Description of the task :: Copy the records below in full, changing no character.

(Data supplied)

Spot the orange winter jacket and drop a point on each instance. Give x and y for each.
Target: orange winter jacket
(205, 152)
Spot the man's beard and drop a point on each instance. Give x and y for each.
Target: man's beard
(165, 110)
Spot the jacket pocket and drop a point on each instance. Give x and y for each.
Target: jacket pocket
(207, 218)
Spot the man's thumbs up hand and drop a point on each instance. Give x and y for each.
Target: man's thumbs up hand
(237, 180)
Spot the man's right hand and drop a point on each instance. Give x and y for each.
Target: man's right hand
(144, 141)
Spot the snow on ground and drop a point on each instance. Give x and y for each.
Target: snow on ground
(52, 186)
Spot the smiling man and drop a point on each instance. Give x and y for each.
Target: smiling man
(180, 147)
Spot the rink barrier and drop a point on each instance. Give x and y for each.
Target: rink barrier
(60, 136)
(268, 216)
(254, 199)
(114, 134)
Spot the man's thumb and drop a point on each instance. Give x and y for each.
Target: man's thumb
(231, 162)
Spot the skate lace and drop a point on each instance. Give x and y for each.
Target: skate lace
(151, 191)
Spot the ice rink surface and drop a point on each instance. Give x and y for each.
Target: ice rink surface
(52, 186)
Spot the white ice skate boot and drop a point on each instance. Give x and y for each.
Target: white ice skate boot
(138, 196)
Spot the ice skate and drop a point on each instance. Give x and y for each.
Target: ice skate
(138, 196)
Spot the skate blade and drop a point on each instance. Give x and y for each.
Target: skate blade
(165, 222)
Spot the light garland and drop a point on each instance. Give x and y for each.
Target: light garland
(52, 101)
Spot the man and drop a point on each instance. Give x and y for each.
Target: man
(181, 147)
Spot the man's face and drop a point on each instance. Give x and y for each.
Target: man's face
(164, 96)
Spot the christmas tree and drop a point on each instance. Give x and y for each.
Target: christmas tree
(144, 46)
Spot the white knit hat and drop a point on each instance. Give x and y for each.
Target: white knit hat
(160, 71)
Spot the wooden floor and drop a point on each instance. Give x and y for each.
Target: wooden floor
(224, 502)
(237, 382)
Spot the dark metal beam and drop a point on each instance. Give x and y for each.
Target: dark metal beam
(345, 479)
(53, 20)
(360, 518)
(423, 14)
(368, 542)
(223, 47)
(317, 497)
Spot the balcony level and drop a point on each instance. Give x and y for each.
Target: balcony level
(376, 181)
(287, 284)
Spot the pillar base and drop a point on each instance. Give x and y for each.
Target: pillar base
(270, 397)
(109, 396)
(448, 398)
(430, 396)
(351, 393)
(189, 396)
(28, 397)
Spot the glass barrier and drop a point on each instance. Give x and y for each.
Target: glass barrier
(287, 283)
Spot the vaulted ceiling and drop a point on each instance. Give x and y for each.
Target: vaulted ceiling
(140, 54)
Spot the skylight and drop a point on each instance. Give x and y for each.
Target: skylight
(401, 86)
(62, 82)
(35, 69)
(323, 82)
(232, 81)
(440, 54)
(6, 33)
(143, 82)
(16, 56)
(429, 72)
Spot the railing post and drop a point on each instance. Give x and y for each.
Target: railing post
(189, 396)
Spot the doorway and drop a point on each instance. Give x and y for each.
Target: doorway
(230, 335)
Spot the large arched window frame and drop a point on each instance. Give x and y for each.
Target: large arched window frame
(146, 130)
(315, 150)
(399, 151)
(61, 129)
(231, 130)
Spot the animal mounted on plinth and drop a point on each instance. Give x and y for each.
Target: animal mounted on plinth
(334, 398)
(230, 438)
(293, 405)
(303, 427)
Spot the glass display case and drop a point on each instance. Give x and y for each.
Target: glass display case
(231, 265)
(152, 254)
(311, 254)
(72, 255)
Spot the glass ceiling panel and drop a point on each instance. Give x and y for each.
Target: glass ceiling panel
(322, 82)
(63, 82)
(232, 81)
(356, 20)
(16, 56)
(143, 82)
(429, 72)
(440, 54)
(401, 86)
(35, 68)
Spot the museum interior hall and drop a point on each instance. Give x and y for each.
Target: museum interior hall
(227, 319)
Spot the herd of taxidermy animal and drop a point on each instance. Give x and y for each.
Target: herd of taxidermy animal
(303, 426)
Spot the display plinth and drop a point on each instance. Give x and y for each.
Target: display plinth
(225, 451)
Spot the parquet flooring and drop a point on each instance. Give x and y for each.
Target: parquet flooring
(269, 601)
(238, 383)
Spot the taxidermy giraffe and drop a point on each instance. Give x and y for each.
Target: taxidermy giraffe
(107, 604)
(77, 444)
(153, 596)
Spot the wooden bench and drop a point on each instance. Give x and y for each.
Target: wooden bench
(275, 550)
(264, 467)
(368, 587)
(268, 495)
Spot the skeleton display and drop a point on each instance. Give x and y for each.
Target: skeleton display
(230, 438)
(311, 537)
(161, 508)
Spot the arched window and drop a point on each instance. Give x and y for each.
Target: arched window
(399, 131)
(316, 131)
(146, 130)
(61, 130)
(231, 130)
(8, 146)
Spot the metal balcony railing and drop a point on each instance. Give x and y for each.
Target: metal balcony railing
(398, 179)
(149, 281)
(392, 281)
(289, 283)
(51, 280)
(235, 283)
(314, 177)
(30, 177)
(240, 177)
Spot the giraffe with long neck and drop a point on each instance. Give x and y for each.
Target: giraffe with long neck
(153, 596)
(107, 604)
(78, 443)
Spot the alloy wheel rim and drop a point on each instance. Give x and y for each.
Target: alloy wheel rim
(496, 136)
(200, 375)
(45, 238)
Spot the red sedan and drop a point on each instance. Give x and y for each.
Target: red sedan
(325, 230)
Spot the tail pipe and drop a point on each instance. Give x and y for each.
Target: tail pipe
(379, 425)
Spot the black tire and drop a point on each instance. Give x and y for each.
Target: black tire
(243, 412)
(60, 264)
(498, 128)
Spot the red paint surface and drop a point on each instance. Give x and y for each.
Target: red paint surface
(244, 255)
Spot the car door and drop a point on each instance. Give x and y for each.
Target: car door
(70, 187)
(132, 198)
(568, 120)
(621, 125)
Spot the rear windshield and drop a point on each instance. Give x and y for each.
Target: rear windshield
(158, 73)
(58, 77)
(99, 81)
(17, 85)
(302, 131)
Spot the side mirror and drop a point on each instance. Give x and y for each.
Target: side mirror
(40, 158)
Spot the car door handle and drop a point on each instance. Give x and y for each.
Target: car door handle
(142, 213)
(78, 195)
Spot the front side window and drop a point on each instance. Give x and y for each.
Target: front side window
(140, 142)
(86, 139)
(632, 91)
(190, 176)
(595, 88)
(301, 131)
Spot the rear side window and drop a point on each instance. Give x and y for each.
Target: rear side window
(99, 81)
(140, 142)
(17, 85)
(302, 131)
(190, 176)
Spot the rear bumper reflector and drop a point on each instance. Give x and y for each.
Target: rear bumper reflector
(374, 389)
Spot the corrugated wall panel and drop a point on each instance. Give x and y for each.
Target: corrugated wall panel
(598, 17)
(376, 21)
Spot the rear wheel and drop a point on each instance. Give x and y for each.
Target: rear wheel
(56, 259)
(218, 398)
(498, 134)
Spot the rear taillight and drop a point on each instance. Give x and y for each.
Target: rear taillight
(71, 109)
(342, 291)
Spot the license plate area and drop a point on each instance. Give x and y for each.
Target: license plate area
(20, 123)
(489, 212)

(End Data supplied)

Problem solution ::
Spot the orange winter jacket and drop a point on each instance. Give x and y for each.
Target: orange winter jacket
(205, 152)
Spot the man's beard and drop a point on each instance. Give x and y for each.
Target: man's beard
(165, 110)
Spot the jacket pocket and drop a point on each instance. Give x and y for each.
Target: jacket pocket
(207, 218)
Spot the man's thumbs up hand and drop a point on each instance. Give x and y for each.
Target: man's thumbs up hand
(237, 180)
Spot the man's right hand and drop a point on each instance. Give x and y for each.
Target: man's right hand
(144, 141)
Spot the snow on ground and drop a point on each instance. Give x and y for each.
Target: snow on ground
(52, 186)
Spot the smiling man and drop a point on each instance. Give x and y for each.
Target: smiling man
(180, 147)
Spot the rink barrier and drop a point on each instance. Give x and y for each.
Target: rink barrier
(60, 136)
(268, 216)
(254, 199)
(114, 134)
Spot the man's thumb and drop a point on each instance. Give x and y for each.
Target: man's thumb
(231, 162)
Spot the skate lace and drop a point on each instance. Give x and y for each.
Target: skate lace
(151, 191)
Spot the ice rink surface and drop a point on each instance. Give x and y for each.
Target: ice rink surface
(52, 186)
Spot the white ice skate boot and drop a point on each instance. Give x and y for each.
Target: white ice skate boot
(138, 196)
Spot the ice skate and drop a point on each instance. Give x and y for each.
Target: ice skate
(138, 196)
Spot the skate blade and drop a point on each instance. Give x and y for each.
Target: skate blade
(165, 222)
Spot the light garland and drop a point on each instance. Give x and y for each.
Target: light garland
(52, 101)
Spot the man and drop a point on each instance. Give x and y for each.
Target: man
(181, 147)
Spot the man's face and drop a point on each instance. Give x and y for each.
Target: man's face
(164, 96)
Spot the christmas tree and drop a point on each instance. Give x and y for each.
Target: christmas tree
(144, 46)
Spot the white knit hat and drop a point on each instance. Give x and y for each.
Target: white knit hat
(160, 71)
Spot the wooden floor and drop a point on each instance. Give x and y for each.
Target: wooden floor
(224, 502)
(237, 382)
Spot the dark metal beam and drop a point on each instance. Give x and y for each.
Target: dark metal beam
(345, 479)
(53, 20)
(360, 518)
(423, 14)
(368, 542)
(223, 47)
(317, 497)
Spot the balcony level and drop a point on each instance. Give x and y for each.
Target: balcony level
(376, 181)
(287, 284)
Spot the pillar base and drop a point on each instance. Give x and y for each.
Target: pillar base
(270, 397)
(109, 396)
(448, 398)
(430, 396)
(351, 393)
(189, 396)
(28, 397)
Spot the glass barrier and drop a point on each instance. Give x and y for each.
Target: glass barrier
(287, 283)
Spot the vaulted ceiling and drop a point on each instance. Give x and y for each.
Target: vaulted ceiling
(140, 54)
Spot the skylight and drop a point on each instance. Give x and y for each.
Target: skylight
(401, 86)
(62, 82)
(35, 69)
(323, 82)
(232, 81)
(440, 54)
(6, 33)
(143, 82)
(16, 56)
(429, 72)
Spot the railing post and drop a point on each instance. Give x and y for each.
Target: railing post
(189, 396)
Spot the doorway and drop a point on each instance. Give x and y for each.
Target: doorway
(230, 335)
Spot the large arched window frame and drop a point on each instance. Give x and y for each.
Target: large arched window frame
(146, 130)
(315, 150)
(399, 151)
(61, 129)
(231, 130)
Spot the animal mounted on plinth and drop a point on each instance. Give x and y for each.
Target: animal mounted on plinth
(334, 398)
(230, 438)
(293, 405)
(303, 427)
Spot the glass display case and drop a point on each instance. Give x and y for each.
Target: glass display case
(231, 265)
(152, 254)
(311, 254)
(72, 255)
Spot the glass ceiling panel and drop a point on each instance. Give x and y for each.
Target: glass ceiling panel
(322, 82)
(63, 82)
(232, 81)
(356, 20)
(16, 56)
(143, 82)
(429, 72)
(440, 54)
(401, 86)
(35, 68)
Spot the museum interior hall and drop a point on each instance. Give x and y for each.
Target: museum interior hall
(227, 319)
Spot the herd of taxidermy animal and drop a point on each instance. Give x and y for each.
Target: herd of taxidermy animal
(303, 426)
Spot the display plinth and drop a point on each instance. Give x and y for each.
Target: display plinth
(225, 451)
Spot the parquet flooring and drop a point on each instance. Give x and y for each.
Target: parquet flooring
(269, 601)
(238, 383)
Spot the taxidermy giraffe and drop a point on each instance. Give x and y for each.
Target: taxidermy giraffe
(107, 604)
(77, 444)
(153, 596)
Spot the wooden bench and drop a point on each instance. Give x and y for each.
Target: wooden bench
(275, 550)
(264, 467)
(368, 587)
(268, 495)
Spot the skeleton display and drop a point on each instance. Give x and y for each.
Target: skeleton display
(230, 438)
(311, 537)
(161, 508)
Spot the arched window and drop a point on each instance. Give x and y for each.
Target: arched window
(399, 131)
(316, 131)
(146, 130)
(61, 130)
(231, 130)
(8, 146)
Spot the metal balcony railing and drop a point on each instance. Give x and y for each.
Target: metal balcony railing
(398, 179)
(149, 281)
(392, 281)
(289, 283)
(51, 280)
(235, 283)
(314, 177)
(30, 177)
(240, 177)
Spot the giraffe with long neck and drop a point on each instance. Give x and y for each.
Target: giraffe with long neck
(153, 596)
(107, 604)
(78, 443)
Spot the alloy wheel rim and drop a point on each instance. Give x and y for each.
Target: alloy wheel rim
(496, 136)
(200, 375)
(45, 238)
Spot the red sedan and drop a point on each instance. Give x and y for each.
Target: red sedan
(325, 230)
Spot the tail pipe and drop a point on each instance. Give x and y for each.
Target: tail pipe
(379, 425)
Spot the black tire and drop a point on each instance. Give x and y for each.
Target: black tire
(243, 412)
(60, 264)
(498, 128)
Spot the red paint surface and drop a point on each instance. Give x and y for each.
Target: red paint surface
(244, 255)
Spot the car door and drop a point on each instance. Give x and y for each.
Target: car door
(70, 187)
(132, 198)
(568, 120)
(621, 125)
Spot the rear windshield and drop a point on each instance. Give x and y for each.
Target: rear windshield
(158, 73)
(58, 77)
(99, 81)
(17, 85)
(302, 131)
Spot the side mirror and drop a point on each instance. Give x and y for each.
Target: side mirror
(40, 158)
Spot the car door handle and drop a point on each instance. Give x and y for each.
Target: car door handle
(142, 213)
(78, 195)
Spot the front side window and drop a point on each instance. Give x and y for each.
Target: front side window
(140, 142)
(86, 139)
(632, 91)
(190, 176)
(595, 88)
(301, 131)
Spot the rear side window and drop a point on each instance. Give x and y for each.
Target: rear side window
(99, 81)
(140, 142)
(17, 85)
(302, 131)
(190, 176)
Spot the rear bumper reflector and drop a point on each instance. Give x and y for each.
Target: rear bumper reflector
(374, 389)
Spot the corrugated wall panel and drop a point on each instance. Give x and y for each.
Target: corrugated wall panel
(598, 17)
(376, 21)
Spot the rear wheel and drop a point on each instance. Give x and y for each.
Target: rear wheel
(56, 259)
(218, 398)
(498, 134)
Spot the rear taillight and drop a point on each instance. Give x and y for each.
Target: rear taillight
(71, 109)
(342, 291)
Spot the license plate area and drop a point on each instance. Give x and y for each.
Target: license plate area
(20, 123)
(489, 212)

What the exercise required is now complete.